**Short exercise**
Return every line of the data below that contains the string "mask", copying each line in full.

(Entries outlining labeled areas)
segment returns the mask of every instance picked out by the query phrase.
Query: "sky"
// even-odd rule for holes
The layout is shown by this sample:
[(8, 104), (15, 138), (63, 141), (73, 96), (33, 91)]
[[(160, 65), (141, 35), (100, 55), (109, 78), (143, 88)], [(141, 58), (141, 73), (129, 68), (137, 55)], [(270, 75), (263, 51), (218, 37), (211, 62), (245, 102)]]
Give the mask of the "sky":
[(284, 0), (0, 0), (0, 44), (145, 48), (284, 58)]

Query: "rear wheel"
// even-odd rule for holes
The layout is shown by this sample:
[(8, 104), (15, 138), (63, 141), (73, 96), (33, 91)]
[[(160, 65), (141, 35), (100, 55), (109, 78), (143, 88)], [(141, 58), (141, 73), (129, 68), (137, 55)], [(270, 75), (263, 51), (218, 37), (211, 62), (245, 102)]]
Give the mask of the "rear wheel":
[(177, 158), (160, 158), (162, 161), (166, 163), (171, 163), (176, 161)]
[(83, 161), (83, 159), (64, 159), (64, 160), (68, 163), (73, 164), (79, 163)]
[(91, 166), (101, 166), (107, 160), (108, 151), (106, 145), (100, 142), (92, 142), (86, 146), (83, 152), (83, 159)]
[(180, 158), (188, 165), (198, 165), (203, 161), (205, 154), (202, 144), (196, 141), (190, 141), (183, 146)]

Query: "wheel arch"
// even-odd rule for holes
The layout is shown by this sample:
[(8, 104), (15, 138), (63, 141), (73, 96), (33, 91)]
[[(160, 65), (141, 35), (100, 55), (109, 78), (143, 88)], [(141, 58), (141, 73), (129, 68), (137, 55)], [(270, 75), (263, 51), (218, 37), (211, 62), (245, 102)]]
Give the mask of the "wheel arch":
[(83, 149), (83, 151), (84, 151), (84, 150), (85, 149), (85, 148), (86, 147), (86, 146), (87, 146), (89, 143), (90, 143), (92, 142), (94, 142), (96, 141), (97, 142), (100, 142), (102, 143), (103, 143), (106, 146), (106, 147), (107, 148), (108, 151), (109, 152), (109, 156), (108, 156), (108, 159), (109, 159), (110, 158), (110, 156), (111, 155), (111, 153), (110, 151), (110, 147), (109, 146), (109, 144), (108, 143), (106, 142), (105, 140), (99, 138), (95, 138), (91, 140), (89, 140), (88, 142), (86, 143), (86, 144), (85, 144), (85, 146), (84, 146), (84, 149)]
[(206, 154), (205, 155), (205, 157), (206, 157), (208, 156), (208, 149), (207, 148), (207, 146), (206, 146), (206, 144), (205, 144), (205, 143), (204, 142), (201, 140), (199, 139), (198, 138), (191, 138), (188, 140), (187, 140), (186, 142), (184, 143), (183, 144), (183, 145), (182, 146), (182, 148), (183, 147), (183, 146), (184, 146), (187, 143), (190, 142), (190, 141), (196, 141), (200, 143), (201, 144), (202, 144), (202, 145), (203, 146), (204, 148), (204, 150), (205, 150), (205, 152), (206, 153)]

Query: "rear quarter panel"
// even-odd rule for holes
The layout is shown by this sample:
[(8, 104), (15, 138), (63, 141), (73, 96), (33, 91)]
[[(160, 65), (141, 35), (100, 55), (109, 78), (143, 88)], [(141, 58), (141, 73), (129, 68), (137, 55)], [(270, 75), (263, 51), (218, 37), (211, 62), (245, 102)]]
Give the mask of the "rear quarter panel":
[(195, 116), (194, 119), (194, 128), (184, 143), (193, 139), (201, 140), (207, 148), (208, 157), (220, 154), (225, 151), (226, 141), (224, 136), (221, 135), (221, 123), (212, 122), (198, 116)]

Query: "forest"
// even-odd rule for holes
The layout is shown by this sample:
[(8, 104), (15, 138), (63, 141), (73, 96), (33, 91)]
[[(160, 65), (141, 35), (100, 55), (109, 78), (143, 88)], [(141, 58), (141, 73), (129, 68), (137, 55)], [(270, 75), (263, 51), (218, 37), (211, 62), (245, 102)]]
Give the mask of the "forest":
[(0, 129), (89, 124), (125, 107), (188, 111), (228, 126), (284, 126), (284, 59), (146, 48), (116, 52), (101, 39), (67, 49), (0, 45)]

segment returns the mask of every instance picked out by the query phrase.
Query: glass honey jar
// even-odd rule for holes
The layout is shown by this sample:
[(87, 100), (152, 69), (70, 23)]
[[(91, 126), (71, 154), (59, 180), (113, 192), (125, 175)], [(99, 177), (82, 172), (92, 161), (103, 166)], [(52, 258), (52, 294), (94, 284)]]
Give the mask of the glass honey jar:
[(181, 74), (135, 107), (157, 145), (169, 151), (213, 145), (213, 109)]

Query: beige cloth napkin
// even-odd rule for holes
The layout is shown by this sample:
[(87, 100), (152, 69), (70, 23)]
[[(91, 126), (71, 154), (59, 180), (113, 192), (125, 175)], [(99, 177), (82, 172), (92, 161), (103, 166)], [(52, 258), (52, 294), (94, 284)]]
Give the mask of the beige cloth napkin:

**Response to the exercise**
segment returns the mask of every instance picked out by the query phrase.
Give the mask of the "sky":
Give the mask of the "rear wheel":
Give the mask of the "wheel arch":
Give the mask of the "rear quarter panel":
Give the mask of the "forest":
segment returns the mask of every instance picked out by the query phrase.
Give the mask of the glass honey jar:
Give the mask of the beige cloth napkin:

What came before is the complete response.